# place to run dogs - fargo?



## jonnyboy (Apr 11, 2011)

I'm new to Fargo and am looking for a place to free run my hunting dogs. Where I lived in Iowa, we had an area set aside by the state as a "field trial" area where the state allowed different groups to run field trials, but it was also open to the public to run dogs anytime that there was not a trial going on. It was attached to a piece of public hunting land. Is there anything similar around Fargo?
If not, where do you typically go to get the dog some off-leash exercise? They walk just fine on a leash, but several times a week I try to get them out to free run for an hour or so and work on commands etc...
I'm willing to drive to find a good spot!

Thanks in advance for your help!


----------



## 94NDTA (May 28, 2005)

North Dakota Retriever Club has some nice grounds. It is $50 a year to join, but that is much cheaper than driving around to try and find public land. I would also like to know other places if anyone has any ideas.


----------



## Chaws (Oct 12, 2007)

http://ndrc.org

$50 a year and get involved with some people to train. Throw real birds and lots of land and water available. Our grounds are right between Dilworth and Glyndon off Hwy 10. We also hold hunt tests and field trials throughout the year to watch or even become involved in if you're interested in getting into the dog games.


----------



## jonnyboy (Apr 11, 2011)

Thanks guys for the responses!

The retriever club looks cool. I forgot to mention that I have pointing dogs (english setters). They aren't crazy dogs that need miles of open country.

Is membership limited to retrieving dogs only? Does the club offer upland training opportunities?

Dataset entries:

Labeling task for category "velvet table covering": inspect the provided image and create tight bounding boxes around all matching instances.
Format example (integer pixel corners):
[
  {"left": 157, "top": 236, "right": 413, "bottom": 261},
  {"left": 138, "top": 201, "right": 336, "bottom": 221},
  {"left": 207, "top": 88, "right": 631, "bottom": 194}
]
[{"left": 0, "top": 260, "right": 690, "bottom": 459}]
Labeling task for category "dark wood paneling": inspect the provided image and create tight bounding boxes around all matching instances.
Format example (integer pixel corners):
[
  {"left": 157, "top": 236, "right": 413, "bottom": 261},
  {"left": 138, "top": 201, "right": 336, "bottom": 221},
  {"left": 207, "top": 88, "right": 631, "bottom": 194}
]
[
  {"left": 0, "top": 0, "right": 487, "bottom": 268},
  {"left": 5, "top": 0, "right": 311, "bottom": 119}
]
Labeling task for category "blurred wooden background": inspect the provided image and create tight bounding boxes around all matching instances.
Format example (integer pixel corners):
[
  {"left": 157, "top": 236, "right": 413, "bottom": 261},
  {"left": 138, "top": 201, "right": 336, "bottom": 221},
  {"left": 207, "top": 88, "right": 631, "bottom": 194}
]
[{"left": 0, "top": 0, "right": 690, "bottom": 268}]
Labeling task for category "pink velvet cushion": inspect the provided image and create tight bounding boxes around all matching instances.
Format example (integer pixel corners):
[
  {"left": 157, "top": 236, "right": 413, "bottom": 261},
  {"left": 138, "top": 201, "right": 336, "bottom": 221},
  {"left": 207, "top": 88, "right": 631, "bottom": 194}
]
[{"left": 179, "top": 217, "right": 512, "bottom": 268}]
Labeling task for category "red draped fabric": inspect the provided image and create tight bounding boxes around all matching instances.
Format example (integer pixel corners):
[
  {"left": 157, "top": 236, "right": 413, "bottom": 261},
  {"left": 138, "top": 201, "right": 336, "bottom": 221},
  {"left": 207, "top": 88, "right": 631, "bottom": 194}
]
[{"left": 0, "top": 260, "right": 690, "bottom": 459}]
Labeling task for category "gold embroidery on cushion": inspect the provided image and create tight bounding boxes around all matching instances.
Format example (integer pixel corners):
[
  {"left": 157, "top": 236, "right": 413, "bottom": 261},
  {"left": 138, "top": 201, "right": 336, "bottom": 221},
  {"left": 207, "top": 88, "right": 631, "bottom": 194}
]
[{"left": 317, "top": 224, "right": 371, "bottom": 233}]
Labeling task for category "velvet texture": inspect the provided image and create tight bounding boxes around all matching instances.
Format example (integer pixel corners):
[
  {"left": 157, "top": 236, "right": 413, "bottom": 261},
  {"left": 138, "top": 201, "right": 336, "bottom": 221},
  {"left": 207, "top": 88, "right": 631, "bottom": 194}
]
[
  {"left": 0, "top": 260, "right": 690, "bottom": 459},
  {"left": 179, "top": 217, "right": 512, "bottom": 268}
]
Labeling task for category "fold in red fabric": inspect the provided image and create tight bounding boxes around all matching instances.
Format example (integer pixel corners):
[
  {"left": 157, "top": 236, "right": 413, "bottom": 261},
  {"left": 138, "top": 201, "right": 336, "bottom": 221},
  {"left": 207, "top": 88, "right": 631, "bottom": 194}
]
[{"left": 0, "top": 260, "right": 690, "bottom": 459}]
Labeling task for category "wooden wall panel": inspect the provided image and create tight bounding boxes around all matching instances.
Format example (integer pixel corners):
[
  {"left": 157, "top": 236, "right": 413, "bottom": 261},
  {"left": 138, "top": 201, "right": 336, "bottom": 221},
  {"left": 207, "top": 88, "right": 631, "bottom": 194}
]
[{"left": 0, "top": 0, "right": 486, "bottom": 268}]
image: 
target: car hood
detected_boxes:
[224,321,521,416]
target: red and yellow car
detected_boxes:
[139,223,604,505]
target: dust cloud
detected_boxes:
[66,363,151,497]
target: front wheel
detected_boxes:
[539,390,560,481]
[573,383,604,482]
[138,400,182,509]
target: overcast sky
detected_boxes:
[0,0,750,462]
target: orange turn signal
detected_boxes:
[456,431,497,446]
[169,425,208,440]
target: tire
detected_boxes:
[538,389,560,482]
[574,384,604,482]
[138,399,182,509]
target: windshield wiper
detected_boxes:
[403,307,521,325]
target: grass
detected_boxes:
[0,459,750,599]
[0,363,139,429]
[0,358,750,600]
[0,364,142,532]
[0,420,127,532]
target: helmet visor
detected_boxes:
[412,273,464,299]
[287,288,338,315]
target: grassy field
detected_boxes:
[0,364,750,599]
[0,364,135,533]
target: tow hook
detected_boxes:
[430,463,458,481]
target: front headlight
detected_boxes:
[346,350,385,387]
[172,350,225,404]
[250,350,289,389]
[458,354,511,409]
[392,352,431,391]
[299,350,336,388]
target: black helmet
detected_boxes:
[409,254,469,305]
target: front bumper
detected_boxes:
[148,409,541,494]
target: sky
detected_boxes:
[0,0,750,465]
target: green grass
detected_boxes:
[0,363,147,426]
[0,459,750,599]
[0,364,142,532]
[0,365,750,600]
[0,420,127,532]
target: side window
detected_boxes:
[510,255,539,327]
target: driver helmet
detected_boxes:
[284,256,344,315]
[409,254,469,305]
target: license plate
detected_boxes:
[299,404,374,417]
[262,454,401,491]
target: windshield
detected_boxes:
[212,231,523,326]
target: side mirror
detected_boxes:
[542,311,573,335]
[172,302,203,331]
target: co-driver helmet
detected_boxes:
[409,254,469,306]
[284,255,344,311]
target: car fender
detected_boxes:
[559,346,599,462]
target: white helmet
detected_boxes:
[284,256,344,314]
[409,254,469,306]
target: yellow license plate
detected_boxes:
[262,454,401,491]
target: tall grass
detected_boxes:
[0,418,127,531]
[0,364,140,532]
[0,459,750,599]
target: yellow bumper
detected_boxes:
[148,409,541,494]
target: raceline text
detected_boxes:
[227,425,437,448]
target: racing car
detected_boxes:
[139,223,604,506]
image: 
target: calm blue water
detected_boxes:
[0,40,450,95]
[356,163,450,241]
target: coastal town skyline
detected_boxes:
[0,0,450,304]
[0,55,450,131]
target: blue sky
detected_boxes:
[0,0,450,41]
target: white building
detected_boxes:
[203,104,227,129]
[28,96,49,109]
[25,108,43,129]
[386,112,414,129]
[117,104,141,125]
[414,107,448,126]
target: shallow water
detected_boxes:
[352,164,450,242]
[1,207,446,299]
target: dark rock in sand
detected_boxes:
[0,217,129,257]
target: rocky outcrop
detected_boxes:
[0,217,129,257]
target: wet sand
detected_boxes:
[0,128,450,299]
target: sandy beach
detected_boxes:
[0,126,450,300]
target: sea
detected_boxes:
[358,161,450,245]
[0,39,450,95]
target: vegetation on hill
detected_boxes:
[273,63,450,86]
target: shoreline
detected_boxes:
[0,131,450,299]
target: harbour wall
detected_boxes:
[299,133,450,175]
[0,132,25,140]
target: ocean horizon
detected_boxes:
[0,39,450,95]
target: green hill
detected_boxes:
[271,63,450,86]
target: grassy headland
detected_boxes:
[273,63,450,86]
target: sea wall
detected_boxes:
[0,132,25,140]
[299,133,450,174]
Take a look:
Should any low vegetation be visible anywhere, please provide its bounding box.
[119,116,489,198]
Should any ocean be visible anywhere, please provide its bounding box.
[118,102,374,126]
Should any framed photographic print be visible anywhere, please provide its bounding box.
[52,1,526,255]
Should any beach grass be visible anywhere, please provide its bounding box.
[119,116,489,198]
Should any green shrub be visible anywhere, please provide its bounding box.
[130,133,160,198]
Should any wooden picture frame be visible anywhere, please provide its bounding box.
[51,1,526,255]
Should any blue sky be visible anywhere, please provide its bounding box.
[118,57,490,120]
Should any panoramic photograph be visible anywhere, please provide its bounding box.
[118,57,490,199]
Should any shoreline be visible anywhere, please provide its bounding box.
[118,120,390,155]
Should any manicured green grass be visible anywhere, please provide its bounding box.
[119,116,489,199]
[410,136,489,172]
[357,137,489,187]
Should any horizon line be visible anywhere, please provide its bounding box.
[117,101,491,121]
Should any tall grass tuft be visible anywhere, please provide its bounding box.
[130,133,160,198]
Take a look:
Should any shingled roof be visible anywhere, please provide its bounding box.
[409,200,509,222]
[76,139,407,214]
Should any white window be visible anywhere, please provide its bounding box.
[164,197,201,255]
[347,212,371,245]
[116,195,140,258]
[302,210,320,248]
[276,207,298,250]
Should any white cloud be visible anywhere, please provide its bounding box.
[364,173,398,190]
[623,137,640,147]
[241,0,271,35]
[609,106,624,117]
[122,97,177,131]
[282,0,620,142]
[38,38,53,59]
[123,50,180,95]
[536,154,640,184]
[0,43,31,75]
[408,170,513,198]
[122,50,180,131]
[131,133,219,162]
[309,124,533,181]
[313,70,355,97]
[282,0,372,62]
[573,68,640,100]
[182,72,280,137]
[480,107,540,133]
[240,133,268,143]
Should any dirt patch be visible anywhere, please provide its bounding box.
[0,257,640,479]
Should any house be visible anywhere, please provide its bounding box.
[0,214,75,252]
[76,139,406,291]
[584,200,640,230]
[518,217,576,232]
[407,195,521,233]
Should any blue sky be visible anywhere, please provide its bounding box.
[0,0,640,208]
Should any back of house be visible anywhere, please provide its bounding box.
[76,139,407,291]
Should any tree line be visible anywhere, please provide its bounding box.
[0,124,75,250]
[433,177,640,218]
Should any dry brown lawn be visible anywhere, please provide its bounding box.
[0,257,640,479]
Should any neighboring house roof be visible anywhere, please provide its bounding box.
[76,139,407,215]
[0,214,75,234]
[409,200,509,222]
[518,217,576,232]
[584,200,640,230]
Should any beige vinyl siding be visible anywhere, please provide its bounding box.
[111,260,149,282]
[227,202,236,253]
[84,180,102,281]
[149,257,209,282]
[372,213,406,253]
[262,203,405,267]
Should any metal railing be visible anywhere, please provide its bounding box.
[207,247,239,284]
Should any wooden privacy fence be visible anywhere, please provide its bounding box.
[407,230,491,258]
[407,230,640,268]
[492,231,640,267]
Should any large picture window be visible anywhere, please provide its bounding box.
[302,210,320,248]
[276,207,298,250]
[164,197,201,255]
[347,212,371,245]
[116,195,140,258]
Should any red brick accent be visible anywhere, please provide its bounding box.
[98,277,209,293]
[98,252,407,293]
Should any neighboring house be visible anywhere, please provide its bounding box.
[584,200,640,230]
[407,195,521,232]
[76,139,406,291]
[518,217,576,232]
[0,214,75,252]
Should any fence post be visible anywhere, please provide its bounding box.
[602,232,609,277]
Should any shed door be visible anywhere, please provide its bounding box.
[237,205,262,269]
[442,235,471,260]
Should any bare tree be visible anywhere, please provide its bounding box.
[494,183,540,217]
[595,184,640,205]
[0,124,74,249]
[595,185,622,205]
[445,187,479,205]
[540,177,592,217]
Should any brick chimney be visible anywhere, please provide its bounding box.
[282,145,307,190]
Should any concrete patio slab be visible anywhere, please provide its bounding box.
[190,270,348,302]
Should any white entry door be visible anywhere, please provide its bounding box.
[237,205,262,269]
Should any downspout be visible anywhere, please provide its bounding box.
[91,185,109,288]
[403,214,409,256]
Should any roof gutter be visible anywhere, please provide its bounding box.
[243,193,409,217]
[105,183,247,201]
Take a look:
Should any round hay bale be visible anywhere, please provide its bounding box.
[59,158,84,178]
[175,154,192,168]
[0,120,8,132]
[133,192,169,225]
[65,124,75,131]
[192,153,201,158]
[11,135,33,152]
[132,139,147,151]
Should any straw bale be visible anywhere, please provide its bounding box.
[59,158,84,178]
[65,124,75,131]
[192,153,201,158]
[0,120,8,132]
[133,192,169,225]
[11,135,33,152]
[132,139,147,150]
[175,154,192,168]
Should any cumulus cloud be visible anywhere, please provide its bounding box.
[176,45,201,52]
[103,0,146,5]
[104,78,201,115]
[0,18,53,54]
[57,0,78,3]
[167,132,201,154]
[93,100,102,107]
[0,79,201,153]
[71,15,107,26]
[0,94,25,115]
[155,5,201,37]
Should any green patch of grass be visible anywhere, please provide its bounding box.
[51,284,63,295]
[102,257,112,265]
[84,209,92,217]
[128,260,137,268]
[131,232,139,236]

Problem to solve: Copy the forum thread about running dogs near Fargo from "I'm new to Fargo" up to and including "(May 28, 2005)", replacing "leash" with "lead" throughout.

Response below:
I'm new to Fargo and am looking for a place to free run my hunting dogs. Where I lived in Iowa, we had an area set aside by the state as a "field trial" area where the state allowed different groups to run field trials, but it was also open to the public to run dogs anytime that there was not a trial going on. It was attached to a piece of public hunting land. Is there anything similar around Fargo?
If not, where do you typically go to get the dog some off-lead exercise? They walk just fine on a lead, but several times a week I try to get them out to free run for an hour or so and work on commands etc...
I'm willing to drive to find a good spot!

Thanks in advance for your help!


----------



## 94NDTA (May 28, 2005)